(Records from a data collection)
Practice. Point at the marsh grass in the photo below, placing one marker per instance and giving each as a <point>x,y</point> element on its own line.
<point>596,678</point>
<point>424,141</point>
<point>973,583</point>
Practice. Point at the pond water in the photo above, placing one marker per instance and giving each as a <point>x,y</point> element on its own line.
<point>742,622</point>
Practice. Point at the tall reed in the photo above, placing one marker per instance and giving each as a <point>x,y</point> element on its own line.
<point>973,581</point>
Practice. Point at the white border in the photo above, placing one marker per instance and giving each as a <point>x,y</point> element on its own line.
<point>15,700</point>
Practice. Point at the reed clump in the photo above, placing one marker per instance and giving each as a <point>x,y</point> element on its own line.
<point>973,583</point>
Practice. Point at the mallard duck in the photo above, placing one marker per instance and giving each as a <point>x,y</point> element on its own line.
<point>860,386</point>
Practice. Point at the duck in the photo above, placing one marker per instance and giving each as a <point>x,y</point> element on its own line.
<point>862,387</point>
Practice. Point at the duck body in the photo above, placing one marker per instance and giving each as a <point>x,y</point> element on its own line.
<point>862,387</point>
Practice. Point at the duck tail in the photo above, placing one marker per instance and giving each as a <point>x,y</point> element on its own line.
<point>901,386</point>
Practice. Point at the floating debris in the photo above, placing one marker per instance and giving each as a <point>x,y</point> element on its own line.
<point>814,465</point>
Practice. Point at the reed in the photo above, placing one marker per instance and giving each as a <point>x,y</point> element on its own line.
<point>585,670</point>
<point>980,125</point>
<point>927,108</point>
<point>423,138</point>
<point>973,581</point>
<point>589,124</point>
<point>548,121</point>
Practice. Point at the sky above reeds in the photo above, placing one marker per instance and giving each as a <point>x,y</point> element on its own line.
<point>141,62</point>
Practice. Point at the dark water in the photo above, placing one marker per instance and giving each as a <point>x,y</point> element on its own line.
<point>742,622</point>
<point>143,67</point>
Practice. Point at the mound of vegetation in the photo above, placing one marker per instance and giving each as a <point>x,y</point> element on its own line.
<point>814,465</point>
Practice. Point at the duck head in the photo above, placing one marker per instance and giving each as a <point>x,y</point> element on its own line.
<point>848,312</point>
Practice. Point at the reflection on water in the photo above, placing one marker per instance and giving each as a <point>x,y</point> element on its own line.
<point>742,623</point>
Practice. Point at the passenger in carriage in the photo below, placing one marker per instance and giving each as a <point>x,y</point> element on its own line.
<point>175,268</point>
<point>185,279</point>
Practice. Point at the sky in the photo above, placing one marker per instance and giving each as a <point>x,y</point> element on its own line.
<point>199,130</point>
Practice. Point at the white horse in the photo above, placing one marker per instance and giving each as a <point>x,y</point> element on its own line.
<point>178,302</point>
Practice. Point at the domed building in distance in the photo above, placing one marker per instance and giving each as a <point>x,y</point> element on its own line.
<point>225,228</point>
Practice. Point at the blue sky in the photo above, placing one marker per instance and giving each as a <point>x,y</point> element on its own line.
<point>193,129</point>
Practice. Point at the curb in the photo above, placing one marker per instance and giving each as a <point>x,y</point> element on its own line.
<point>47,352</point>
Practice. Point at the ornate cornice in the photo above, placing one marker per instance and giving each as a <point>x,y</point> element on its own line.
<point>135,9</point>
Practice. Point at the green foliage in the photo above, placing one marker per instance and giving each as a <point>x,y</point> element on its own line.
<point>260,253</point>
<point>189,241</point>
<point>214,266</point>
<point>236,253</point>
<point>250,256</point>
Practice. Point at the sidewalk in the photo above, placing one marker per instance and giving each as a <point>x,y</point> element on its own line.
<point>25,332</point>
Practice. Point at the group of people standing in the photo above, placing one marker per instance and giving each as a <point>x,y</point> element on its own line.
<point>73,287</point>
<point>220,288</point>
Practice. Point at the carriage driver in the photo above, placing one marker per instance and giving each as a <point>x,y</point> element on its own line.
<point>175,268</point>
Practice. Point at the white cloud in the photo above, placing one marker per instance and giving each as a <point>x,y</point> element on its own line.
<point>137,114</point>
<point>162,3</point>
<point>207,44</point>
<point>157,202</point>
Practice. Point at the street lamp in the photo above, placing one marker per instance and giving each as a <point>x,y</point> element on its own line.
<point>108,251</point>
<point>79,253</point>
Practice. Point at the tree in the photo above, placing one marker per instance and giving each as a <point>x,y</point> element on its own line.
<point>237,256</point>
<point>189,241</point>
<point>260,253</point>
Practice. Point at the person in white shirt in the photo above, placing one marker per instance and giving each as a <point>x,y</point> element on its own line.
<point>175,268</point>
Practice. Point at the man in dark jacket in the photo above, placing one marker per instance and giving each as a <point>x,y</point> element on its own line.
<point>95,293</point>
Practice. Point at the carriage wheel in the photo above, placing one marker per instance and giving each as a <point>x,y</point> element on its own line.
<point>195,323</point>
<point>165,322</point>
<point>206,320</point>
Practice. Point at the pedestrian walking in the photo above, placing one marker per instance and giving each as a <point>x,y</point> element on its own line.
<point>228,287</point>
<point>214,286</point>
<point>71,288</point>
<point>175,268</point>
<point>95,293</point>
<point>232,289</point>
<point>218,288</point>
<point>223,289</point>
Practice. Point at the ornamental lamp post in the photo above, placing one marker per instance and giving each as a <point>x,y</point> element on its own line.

What is asked: Reproduce all of the records above verbatim, line for line, with nothing altered, added, or left out.

The result:
Practice. Point at the marsh grass in the photo below, placing one marker per instance and giving each as a <point>x,y</point> element on its own line.
<point>596,678</point>
<point>424,141</point>
<point>973,583</point>
Practice. Point at the pond water in the photo above, placing one marker per instance and giving each as a <point>x,y</point> element on its own line.
<point>742,622</point>
Practice. Point at the tall reed in the photo above, placing one marker per instance and giving each as a <point>x,y</point> element on its own line.
<point>973,581</point>
Practice. Point at the white border in the photo above, placing one marker per instance and giving each as a <point>x,y</point> element on its own line.
<point>15,700</point>
Practice. Point at the reed clump in the photo above, placing one marker per instance and giving each as a <point>x,y</point> element on its own line.
<point>973,583</point>
Practice. Point at the mallard duck in the photo above, placing one marker per instance and giving each as a <point>x,y</point> element on its own line.
<point>860,386</point>
Practice. Point at the duck in the photo above, placing one marker per instance and giving each as a <point>x,y</point> element on its own line.
<point>862,387</point>
Practice. Point at the duck body in the photo above, placing one marker per instance and giving each as a <point>x,y</point> element on its own line.
<point>862,387</point>
Practice. Point at the duck tail in the photo above, placing one marker per instance and giving each as a <point>x,y</point> element on its own line.
<point>901,386</point>
Practice. Point at the floating debris in the photo above, placing one marker per instance and giving each as a <point>x,y</point> element on its own line.
<point>814,465</point>
Practice. Point at the reed in the photo above, placing one marker per instance and giving each as a <point>x,y</point> element on its own line.
<point>585,670</point>
<point>980,125</point>
<point>927,108</point>
<point>423,138</point>
<point>973,581</point>
<point>589,124</point>
<point>548,121</point>
Practice. Point at the sky above reeds in the photo above, placing one marker per instance and giving each as a <point>x,y</point> element on its own line.
<point>141,62</point>
Practice. Point at the dark water in the photo above, placing one marker per instance and giving each as a <point>x,y</point> element on its own line.
<point>742,622</point>
<point>143,67</point>
Practice. Point at the mound of vegetation in the photo above, placing one marker per instance and giving each as a <point>x,y</point> element on its own line.
<point>814,465</point>
Practice. Point at the duck head in the photo above, placing one marker per instance and giving each as a <point>x,y</point> element on its own line.
<point>848,312</point>
Practice. Point at the reflection on water in the photo above, placing one marker per instance and giving each as a <point>x,y</point> element on its own line.
<point>742,623</point>
Practice. Point at the passenger in carriage in the photo below, placing one marker per instance and giving each as a <point>x,y</point> element on its own line.
<point>175,268</point>
<point>185,279</point>
Practice. Point at the sky in the photo above, placing one marker per instance and giving each as a <point>x,y</point> element on its own line.
<point>199,130</point>
Practice. Point at the white horse in the photo above, placing one marker per instance and giving each as a <point>x,y</point> element on its own line.
<point>178,302</point>
Practice. Point at the domed building in distance in the photo above, placing one marker per instance and giving each as a <point>x,y</point> element on its own line.
<point>225,228</point>
Practice. Point at the blue sky in the photo above, placing one marker per instance and giving each as a <point>x,y</point> element on its own line.
<point>193,129</point>
Practice. Point at the curb in the photo above, placing one marker per instance and giving each as a <point>x,y</point> element on its own line.
<point>47,352</point>
Practice. Point at the ornate cornice in the photo above, placing one marker per instance and giving each as a <point>x,y</point> element on its own line.
<point>135,9</point>
Practice. Point at the green foliage in the photo above, placing one marker per instance and giving each as a <point>x,y</point> element on its own line.
<point>260,253</point>
<point>189,241</point>
<point>214,266</point>
<point>236,253</point>
<point>250,256</point>
Practice. Point at the sidewalk in the photo above, placing one marker per instance and giving each as a <point>x,y</point> element on its own line.
<point>25,332</point>
Practice. Point at the group of people standing in the photo above, placing one marker per instance and giving each as a <point>x,y</point> element on its own line.
<point>73,287</point>
<point>220,288</point>
Practice. Point at the carriage driver in the photo above, placing one marker per instance and giving each as a <point>x,y</point> element on its own line.
<point>175,268</point>
Practice. Point at the white cloud in the photo above, placing one marker per instance and giving each as a <point>x,y</point> element on its own line.
<point>137,114</point>
<point>162,3</point>
<point>207,44</point>
<point>157,202</point>
Practice. Point at the street lamp in the photo above, placing one marker per instance and giving each as a <point>x,y</point> element on its own line.
<point>108,251</point>
<point>79,253</point>
Practice. Point at the tree in the photo above, placing one marker per instance and giving each as a <point>x,y</point> element on its own line.
<point>237,256</point>
<point>189,241</point>
<point>260,253</point>
Practice. Point at the person in white shirt in the photo above, placing one marker per instance and giving each as a <point>x,y</point> element on its own line.
<point>175,268</point>
Practice. Point at the man in dark jacket in the photo above, placing one marker per instance and giving each as a <point>x,y</point> element on its own line.
<point>95,293</point>
Practice. Point at the carriage wheel in the photo above, placing one marker per instance and giving each as a <point>x,y</point> element on its own line.
<point>195,323</point>
<point>165,322</point>
<point>206,320</point>
Practice. Point at the pedestrian walking in the photo above, placing one marker per instance and giving each as a <point>x,y</point> element on its own line.
<point>228,287</point>
<point>214,286</point>
<point>71,288</point>
<point>175,268</point>
<point>95,293</point>
<point>232,289</point>
<point>218,288</point>
<point>223,289</point>
Practice. Point at the ornamental lamp post in the photo above, placing one marker per instance and giving each as a <point>x,y</point> element on its own line.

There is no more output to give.